### BRANO SCELTO
-.-.-

Non vediamo l’ora di ascoltarla. Un tratto comune dei featuring presenti nella compilation, ma anche della tua figura di musicista e compositore, è, per semplificare, l’originalità. In un’intervista hai raccontato di un episodio capitato durante un laboratorio con Michele Rabbia. Dopo un breve provino vi ha detto che per quanto bravi poteste essere, ci sarebbero stati sempre dei ragazzini di 14 anni molto più bravi di voi. Aggiungendo poi che sareste dovuti essere diversi, fare altro, “a loro la batteria, a noi la musica, dobbiamo cercare di essere unici in qualcosa che solo noi facciamo”. Dici che questa frase abbia rappresentato uno spartiacque nella tua carriera. Al di là del tuo specifico percorso, quanto pensi sia importante questa vision per un musicista?

-.-.-

### SEZIONE DATI
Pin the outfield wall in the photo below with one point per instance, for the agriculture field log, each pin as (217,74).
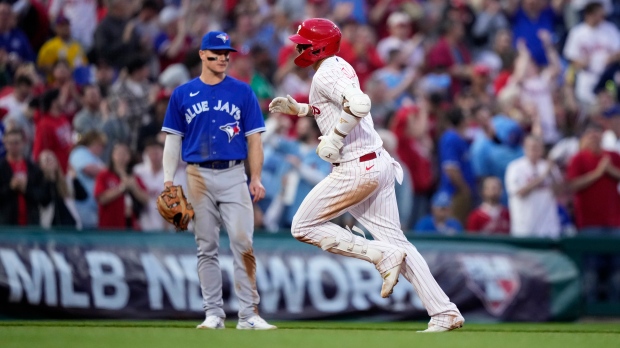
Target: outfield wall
(140,276)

-.-.-

### ISTRUZIONI DI LAVORO
1. Riporta per favore il tratto del brano scelto che va da "Non vediamo l’ora" fino a "per un musicista?".
2. Riassumi il brano scelto in due frasi.
3. Nel brano scelto, quanti anni avevano i ragazzini che, secondo Michele Rabbia, sarebbero sempre stati molto più bravi?
Il materiale qui non ha alcun ruolo.

### SOLUZIONI QUI SOTTO
1.
Non vediamo l’ora di ascoltarla. Un tratto comune dei featuring presenti nella compilation, ma anche della tua figura di musicista e compositore, è, per semplificare, l’originalità. In un’intervista hai raccontato di un episodio capitato durante un laboratorio con Michele Rabbia. Dopo un breve provino vi ha detto che per quanto bravi poteste essere, ci sarebbero stati sempre dei ragazzini di 14 anni molto più bravi di voi. Aggiungendo poi che sareste dovuti essere diversi, fare altro, “a loro la batteria, a noi la musica, dobbiamo cercare di essere unici in qualcosa che solo noi facciamo”. Dici che questa frase abbia rappresentato uno spartiacque nella tua carriera. Al di là del tuo specifico percorso, quanto pensi sia importante questa vision per un musicista?

2. Il brano scelto indica l'originalità come tratto comune dei featuring della compilation e della figura del musicista, e ricorda un laboratorio in cui Michele Rabbia, dopo un breve provino, disse che ci sarebbero sempre stati ragazzini di 14 anni molto più bravi e che bisognava essere unici in qualcosa. Secondo il musicista, quella frase è stata uno spartiacque nella sua carriera, e gli viene chiesto quanto ritenga importante questa visione per un musicista.

3. 14 anni.